PROVIDED RECORDS: Begin

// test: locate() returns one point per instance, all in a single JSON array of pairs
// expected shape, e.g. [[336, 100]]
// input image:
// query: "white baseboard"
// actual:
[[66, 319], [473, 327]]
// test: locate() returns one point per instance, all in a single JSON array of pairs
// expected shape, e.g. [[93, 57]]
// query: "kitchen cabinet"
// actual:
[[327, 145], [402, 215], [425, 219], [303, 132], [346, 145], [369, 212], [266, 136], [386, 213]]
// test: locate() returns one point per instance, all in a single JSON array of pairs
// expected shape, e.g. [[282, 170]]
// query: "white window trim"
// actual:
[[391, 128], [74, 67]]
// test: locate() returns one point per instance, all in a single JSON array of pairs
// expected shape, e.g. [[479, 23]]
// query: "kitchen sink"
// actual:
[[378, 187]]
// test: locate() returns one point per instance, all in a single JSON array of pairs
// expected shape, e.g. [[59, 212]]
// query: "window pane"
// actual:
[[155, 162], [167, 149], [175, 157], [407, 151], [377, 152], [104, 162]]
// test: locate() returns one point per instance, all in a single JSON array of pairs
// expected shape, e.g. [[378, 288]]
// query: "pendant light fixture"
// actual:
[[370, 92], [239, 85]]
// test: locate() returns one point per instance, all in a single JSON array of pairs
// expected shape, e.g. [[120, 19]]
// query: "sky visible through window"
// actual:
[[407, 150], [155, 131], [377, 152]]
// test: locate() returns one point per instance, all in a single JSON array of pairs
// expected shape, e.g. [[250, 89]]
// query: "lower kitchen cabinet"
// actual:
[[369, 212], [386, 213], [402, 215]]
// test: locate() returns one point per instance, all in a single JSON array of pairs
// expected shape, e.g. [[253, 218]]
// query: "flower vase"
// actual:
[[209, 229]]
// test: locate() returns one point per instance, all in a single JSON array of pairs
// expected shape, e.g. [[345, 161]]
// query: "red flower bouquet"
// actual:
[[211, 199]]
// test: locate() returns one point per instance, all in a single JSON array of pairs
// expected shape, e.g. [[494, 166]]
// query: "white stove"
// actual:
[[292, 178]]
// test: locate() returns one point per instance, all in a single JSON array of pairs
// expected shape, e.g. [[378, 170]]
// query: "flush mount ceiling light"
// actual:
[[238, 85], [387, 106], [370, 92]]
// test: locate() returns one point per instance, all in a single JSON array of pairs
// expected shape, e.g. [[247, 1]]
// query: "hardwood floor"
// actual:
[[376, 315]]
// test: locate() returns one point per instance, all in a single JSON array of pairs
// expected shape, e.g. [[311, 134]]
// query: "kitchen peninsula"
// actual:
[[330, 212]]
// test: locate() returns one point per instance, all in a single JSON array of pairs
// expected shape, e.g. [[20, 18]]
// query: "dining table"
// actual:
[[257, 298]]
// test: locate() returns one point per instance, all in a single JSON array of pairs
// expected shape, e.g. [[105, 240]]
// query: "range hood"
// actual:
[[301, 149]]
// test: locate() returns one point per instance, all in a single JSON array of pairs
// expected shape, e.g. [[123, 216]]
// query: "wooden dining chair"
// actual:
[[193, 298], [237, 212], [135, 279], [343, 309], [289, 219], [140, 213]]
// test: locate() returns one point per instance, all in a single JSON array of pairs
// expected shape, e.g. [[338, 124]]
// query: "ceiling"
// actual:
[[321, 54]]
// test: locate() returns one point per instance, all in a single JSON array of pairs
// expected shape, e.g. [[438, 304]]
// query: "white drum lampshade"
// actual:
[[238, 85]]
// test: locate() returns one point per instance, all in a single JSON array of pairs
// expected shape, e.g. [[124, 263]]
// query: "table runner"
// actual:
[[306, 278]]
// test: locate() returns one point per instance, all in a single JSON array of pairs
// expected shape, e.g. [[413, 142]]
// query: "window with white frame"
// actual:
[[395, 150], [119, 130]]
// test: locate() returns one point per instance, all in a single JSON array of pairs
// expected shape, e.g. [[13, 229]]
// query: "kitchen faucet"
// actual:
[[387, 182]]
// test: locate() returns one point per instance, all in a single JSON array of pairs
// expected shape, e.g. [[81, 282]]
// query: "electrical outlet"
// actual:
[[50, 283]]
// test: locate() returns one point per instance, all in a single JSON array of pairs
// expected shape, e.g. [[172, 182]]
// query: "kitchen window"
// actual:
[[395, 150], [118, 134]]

PROVIDED RECORDS: End

▶ **ASSIGNMENT**
Reproduce all entries exactly, leaving each one whole.

▶ **EXERCISE ANSWER**
// test: locate() returns one point per instance, all in a single JSON array of pairs
// expected shape, e.g. [[336, 100]]
// input image:
// query: "white baseboard"
// actual:
[[66, 319], [473, 327]]
// test: locate() returns one point per instance, all in a single JSON array of pairs
// expected shape, e.g. [[93, 57]]
// query: "kitchen cabinet"
// actual:
[[327, 145], [402, 215], [425, 219], [303, 132], [346, 145], [369, 212], [266, 136], [386, 213]]
// test: locate() returns one point per instance, all in a single JSON array of pairs
// expected shape, e.g. [[282, 170]]
// query: "white window trim"
// actual:
[[391, 128], [74, 67]]
// test: locate() returns one point per instance, all in a single JSON array of pairs
// expected shape, e.g. [[479, 23]]
// query: "kitchen sink"
// actual:
[[378, 187]]
// test: locate() returns one point per instance, all in a single JSON array of pairs
// expected shape, e.g. [[59, 212]]
// query: "window pane"
// actual:
[[155, 162], [167, 149], [175, 157], [407, 151], [377, 152], [104, 162]]
// test: locate() returns one point per instance, all in a single JSON array of pairs
// expected shape, e.g. [[378, 288]]
// query: "pendant light fixture"
// actual:
[[370, 92], [239, 85]]
// test: locate() returns one point per instance, all in a single JSON array of pairs
// expected shape, e.g. [[120, 19]]
// query: "sky visible through window"
// actual:
[[407, 150], [155, 131], [377, 152]]
// test: locate() returns one point per instance, all in a single JSON array of pairs
// expected shape, e.g. [[250, 89]]
// query: "lower kitchen cabinet"
// actual:
[[369, 212], [386, 213], [402, 215]]
// test: locate() returns one point per instance, all in a single JSON array of pairs
// expected shape, e.g. [[253, 218]]
// query: "flower vase"
// actual:
[[209, 229]]
// test: locate() returns one point per instance, all in a single JSON array of pairs
// expected shape, e.g. [[345, 161]]
// query: "red flower bouquet"
// actual:
[[211, 199]]
// test: locate() returns one point per instance, all in a single JSON array of pairs
// expected shape, e.g. [[494, 166]]
// query: "white stove"
// actual:
[[292, 178]]
// test: locate() returns one point per instance, all in a single JSON array of pairs
// expected shape, e.g. [[378, 170]]
// query: "flush mount ceiling light"
// actual:
[[238, 85], [387, 106], [370, 92]]
// test: locate() returns one point per instance, all in a single JSON array of pairs
// expected shape, e.g. [[247, 1]]
// query: "hardwood floor"
// actual:
[[376, 315]]
// test: locate() returns one point per instance, all in a single JSON array of pairs
// expected shape, e.g. [[311, 134]]
// query: "kitchen peninsula"
// actual:
[[330, 212]]
// test: locate() returns one point per instance, all in a single JSON array of pairs
// expected shape, e.g. [[20, 18]]
// query: "dining table"
// actual:
[[257, 298]]
// test: locate() returns one point per instance, all in a single JSON array of pairs
// expected shape, e.g. [[105, 240]]
// query: "range hood"
// actual:
[[301, 149]]
// test: locate() returns one point per instance, all in a single JSON array of pairs
// expected shape, e.g. [[123, 216]]
// query: "wooden dining chair"
// actual:
[[193, 298], [237, 212], [135, 279], [343, 309], [289, 219], [140, 213]]
// test: locate() returns one point per instance, all in a single JSON array of pairs
// expected shape, e.g. [[338, 124]]
// query: "ceiling"
// actual:
[[321, 54]]
// test: locate() returns one point per instance, all in a single JSON array of pairs
// expected shape, e.g. [[438, 304]]
// query: "white drum lampshade"
// actual:
[[238, 85]]
// test: locate() returns one point per instance, all in a single JSON array of pairs
// expected shape, e.g. [[124, 263]]
// query: "table runner"
// actual:
[[306, 278]]
// test: locate() returns one point per instance, all in a single JSON array of pairs
// expected shape, e.g. [[413, 142]]
// query: "window with white frame"
// actual:
[[395, 150], [119, 130]]
// test: locate() returns one point per instance, all in a single JSON array of pairs
// expected shape, e.g. [[13, 229]]
// query: "kitchen faucet"
// actual:
[[387, 182]]
// test: locate() returns one point per instance, all in a single JSON array of pairs
// expected shape, e.g. [[81, 282]]
// query: "electrical outlet"
// actual:
[[50, 283]]
// test: locate() returns one point per instance, all in a single JSON array of pairs
// expected shape, e.g. [[172, 182]]
// query: "kitchen window"
// actual:
[[395, 150], [118, 134]]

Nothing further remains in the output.